- _Exercise prompt_
Copy out all the data, word for word.

- _Data records_
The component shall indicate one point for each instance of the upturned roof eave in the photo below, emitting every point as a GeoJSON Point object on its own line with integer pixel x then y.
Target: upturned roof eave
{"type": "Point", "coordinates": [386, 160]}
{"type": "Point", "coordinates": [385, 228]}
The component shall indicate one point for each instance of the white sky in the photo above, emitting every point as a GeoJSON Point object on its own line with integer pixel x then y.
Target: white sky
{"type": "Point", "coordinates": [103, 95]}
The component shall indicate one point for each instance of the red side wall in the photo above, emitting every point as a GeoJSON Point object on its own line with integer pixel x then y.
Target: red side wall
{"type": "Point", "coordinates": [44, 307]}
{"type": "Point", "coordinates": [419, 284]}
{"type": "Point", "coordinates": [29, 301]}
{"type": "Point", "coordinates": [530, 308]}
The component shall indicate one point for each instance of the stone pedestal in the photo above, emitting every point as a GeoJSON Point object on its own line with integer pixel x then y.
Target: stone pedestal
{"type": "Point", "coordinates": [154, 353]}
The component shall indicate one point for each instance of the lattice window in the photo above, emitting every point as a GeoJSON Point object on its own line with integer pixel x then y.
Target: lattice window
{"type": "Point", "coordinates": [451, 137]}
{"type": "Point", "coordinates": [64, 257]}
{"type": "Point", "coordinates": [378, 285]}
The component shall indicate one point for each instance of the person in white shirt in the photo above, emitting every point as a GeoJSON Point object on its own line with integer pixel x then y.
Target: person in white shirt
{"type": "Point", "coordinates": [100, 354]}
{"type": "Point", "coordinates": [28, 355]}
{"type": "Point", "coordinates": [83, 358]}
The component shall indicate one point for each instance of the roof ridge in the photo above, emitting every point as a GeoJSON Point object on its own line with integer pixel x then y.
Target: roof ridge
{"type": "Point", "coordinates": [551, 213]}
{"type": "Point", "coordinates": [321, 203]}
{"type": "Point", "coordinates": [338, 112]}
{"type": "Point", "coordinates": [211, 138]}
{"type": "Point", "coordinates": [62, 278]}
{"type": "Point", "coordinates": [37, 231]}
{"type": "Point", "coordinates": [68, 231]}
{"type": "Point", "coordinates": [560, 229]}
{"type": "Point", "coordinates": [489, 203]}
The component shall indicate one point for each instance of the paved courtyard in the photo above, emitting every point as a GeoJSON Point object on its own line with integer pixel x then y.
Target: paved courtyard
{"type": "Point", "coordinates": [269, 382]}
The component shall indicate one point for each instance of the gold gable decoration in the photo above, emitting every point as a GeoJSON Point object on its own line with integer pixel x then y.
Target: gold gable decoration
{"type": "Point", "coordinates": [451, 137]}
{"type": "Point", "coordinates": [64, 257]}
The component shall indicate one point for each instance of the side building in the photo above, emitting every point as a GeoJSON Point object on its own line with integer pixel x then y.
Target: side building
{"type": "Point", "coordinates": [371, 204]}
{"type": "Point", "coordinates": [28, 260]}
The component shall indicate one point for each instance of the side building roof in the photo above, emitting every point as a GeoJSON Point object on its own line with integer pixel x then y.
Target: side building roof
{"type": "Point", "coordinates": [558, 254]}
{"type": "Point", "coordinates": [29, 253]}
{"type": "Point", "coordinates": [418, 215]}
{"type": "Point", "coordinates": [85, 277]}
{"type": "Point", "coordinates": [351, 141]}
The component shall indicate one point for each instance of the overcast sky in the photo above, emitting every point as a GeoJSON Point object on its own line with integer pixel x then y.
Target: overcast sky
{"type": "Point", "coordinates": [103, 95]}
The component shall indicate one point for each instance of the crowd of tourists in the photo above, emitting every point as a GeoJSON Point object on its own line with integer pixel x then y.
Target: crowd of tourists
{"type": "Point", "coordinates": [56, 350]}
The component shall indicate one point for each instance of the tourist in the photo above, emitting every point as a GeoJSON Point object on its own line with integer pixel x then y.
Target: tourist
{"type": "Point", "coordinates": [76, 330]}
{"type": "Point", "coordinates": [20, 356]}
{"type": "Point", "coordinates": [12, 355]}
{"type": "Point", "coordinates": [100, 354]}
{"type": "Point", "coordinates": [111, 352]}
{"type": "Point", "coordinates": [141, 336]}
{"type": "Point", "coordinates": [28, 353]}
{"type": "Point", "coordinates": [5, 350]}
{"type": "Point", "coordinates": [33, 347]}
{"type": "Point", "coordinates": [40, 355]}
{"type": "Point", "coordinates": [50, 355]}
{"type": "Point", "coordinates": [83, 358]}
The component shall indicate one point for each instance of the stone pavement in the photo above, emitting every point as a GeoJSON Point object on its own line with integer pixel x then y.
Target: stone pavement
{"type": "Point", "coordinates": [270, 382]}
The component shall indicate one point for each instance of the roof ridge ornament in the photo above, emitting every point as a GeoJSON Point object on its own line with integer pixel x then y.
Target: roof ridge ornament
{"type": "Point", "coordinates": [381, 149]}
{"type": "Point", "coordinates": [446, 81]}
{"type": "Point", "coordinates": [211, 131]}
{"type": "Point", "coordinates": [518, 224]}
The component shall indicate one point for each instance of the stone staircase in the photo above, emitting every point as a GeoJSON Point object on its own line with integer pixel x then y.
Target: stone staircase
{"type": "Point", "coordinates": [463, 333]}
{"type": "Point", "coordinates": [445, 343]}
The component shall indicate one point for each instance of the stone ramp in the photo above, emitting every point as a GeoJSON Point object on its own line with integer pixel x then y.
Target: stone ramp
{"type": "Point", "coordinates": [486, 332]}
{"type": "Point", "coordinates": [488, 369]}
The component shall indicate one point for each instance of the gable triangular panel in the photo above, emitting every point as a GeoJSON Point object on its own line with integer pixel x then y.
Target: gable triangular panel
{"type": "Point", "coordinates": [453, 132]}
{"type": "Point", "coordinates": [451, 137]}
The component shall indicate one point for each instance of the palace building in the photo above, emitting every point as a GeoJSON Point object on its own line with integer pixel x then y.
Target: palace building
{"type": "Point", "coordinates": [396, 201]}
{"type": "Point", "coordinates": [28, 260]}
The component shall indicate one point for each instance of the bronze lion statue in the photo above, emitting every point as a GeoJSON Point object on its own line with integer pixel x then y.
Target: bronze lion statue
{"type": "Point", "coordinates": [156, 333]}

- _Result of this task_
The component shall indicate one point for each instance of the upturned roof eave in the photo below, emitting every point as a GeoJSON Point object on its own line with integer pixel x then y.
Target: upturned roof eave
{"type": "Point", "coordinates": [386, 160]}
{"type": "Point", "coordinates": [385, 228]}
The component shall indicate one point for each instance of the white sky in the photo above, emitting every point as a GeoJSON Point object on its own line with integer pixel x then y.
Target: white sky
{"type": "Point", "coordinates": [103, 95]}
The component shall indicate one point for each instance of the red side wall in the photo above, emitting every point as a GeoJSON Point object on its own line with integer pixel x then y.
Target: red side wall
{"type": "Point", "coordinates": [44, 307]}
{"type": "Point", "coordinates": [419, 284]}
{"type": "Point", "coordinates": [29, 301]}
{"type": "Point", "coordinates": [530, 308]}
The component shall indicate one point for each instance of the stone pedestal in the photo above, emitting every point as a GeoJSON Point object on its own line with integer pixel x then y.
Target: stone pedestal
{"type": "Point", "coordinates": [154, 353]}
The component shall indicate one point for each instance of the lattice window in the photo above, emitting every point as a GeoJSON Point object on its own line with integer pixel x then y.
Target: lattice window
{"type": "Point", "coordinates": [451, 137]}
{"type": "Point", "coordinates": [64, 257]}
{"type": "Point", "coordinates": [378, 285]}
The component shall indicate one point for each instance of the person in white shirt in the photo above, emitting every point as a GeoJSON Point object on its own line with integer pixel x then y.
Target: person in white shirt
{"type": "Point", "coordinates": [100, 354]}
{"type": "Point", "coordinates": [28, 355]}
{"type": "Point", "coordinates": [83, 358]}
The component shall indicate one point for each instance of the roof ridge in the photo above, emitting every point as a GeoJSON Point object on its own line with integer pixel x then y.
Target: roof ridge
{"type": "Point", "coordinates": [551, 213]}
{"type": "Point", "coordinates": [321, 203]}
{"type": "Point", "coordinates": [338, 112]}
{"type": "Point", "coordinates": [211, 138]}
{"type": "Point", "coordinates": [62, 278]}
{"type": "Point", "coordinates": [37, 231]}
{"type": "Point", "coordinates": [68, 231]}
{"type": "Point", "coordinates": [560, 229]}
{"type": "Point", "coordinates": [489, 203]}
The component shall indicate one point for each instance of the paved courtyard in the photo above, emitting every point as a GeoJSON Point object on its own line with integer pixel x then y.
Target: paved courtyard
{"type": "Point", "coordinates": [269, 382]}
The component shall indicate one point for each instance of the gold gable decoration in the photo above, emitting every point as a GeoJSON Point object on its own line with integer pixel x then y.
Target: gold gable decoration
{"type": "Point", "coordinates": [451, 137]}
{"type": "Point", "coordinates": [64, 257]}
The component shall indicate one point for each instance of the side building in the photo above, emitting every point as a GeoJSON Point object on its own line with integer pixel x then y.
Target: side building
{"type": "Point", "coordinates": [371, 204]}
{"type": "Point", "coordinates": [28, 260]}
The component shall indicate one point for each instance of the side building roof in the photo above, emitting every point as a GeoJSON Point object on its own line with integer pixel x then y.
Target: side building roof
{"type": "Point", "coordinates": [558, 254]}
{"type": "Point", "coordinates": [29, 253]}
{"type": "Point", "coordinates": [418, 215]}
{"type": "Point", "coordinates": [85, 277]}
{"type": "Point", "coordinates": [351, 141]}
The component shall indicate one point for each instance of the overcast sky in the photo above, emitting every point as a GeoJSON Point object on its own line with integer pixel x then y.
Target: overcast sky
{"type": "Point", "coordinates": [103, 95]}
The component shall indicate one point for each instance of the crowd of tourists in the photo above, emitting every point as a GeoJSON Point object on its own line with integer pixel x then y.
Target: crowd of tourists
{"type": "Point", "coordinates": [56, 350]}
The component shall indicate one point for each instance of the tourist in the photo above, emitting every point as a GeoJSON Point object on its own line with integer pixel x then y.
Target: tourist
{"type": "Point", "coordinates": [76, 330]}
{"type": "Point", "coordinates": [20, 356]}
{"type": "Point", "coordinates": [12, 355]}
{"type": "Point", "coordinates": [100, 354]}
{"type": "Point", "coordinates": [111, 352]}
{"type": "Point", "coordinates": [141, 336]}
{"type": "Point", "coordinates": [28, 353]}
{"type": "Point", "coordinates": [5, 350]}
{"type": "Point", "coordinates": [33, 347]}
{"type": "Point", "coordinates": [40, 355]}
{"type": "Point", "coordinates": [50, 355]}
{"type": "Point", "coordinates": [83, 358]}
The component shall indicate one point for each instance of the stone pavement in the photo above, emitting every point as a GeoJSON Point object on its own line with integer pixel x then y.
Target: stone pavement
{"type": "Point", "coordinates": [270, 382]}
The component shall indicate one point for each instance of the roof ridge ornament in the photo above, emitting every point as a GeoJSON Point object on its own line with integer pixel x then y.
Target: roof ridge ornament
{"type": "Point", "coordinates": [381, 149]}
{"type": "Point", "coordinates": [446, 81]}
{"type": "Point", "coordinates": [211, 131]}
{"type": "Point", "coordinates": [518, 224]}
The component shall indicate one point for each instance of the stone staircase in the photo above, emitting every point as a GeoJSON Point object on its own line with integer pixel x then y.
Target: stone staircase
{"type": "Point", "coordinates": [463, 333]}
{"type": "Point", "coordinates": [445, 343]}
The component shall indicate one point for each instance of the stone ramp in the photo above, emitting every point as a GeoJSON Point object on its own line with integer pixel x then y.
Target: stone ramp
{"type": "Point", "coordinates": [486, 332]}
{"type": "Point", "coordinates": [488, 369]}
The component shall indicate one point for each instance of the gable triangular panel in the photo above, emitting every point as a GeoJSON Point object on its own line with integer pixel x then y.
Target: gable triangular panel
{"type": "Point", "coordinates": [453, 132]}
{"type": "Point", "coordinates": [451, 137]}
The component shall indicate one point for each instance of the palace building in the photo above, emitting every point as a GeoJSON Point object on its own line with integer pixel x then y.
Target: palace building
{"type": "Point", "coordinates": [396, 201]}
{"type": "Point", "coordinates": [28, 260]}
The component shall indicate one point for each instance of the bronze lion statue in the photo above, emitting every point as a GeoJSON Point object on its own line with integer pixel x then y.
Target: bronze lion statue
{"type": "Point", "coordinates": [156, 333]}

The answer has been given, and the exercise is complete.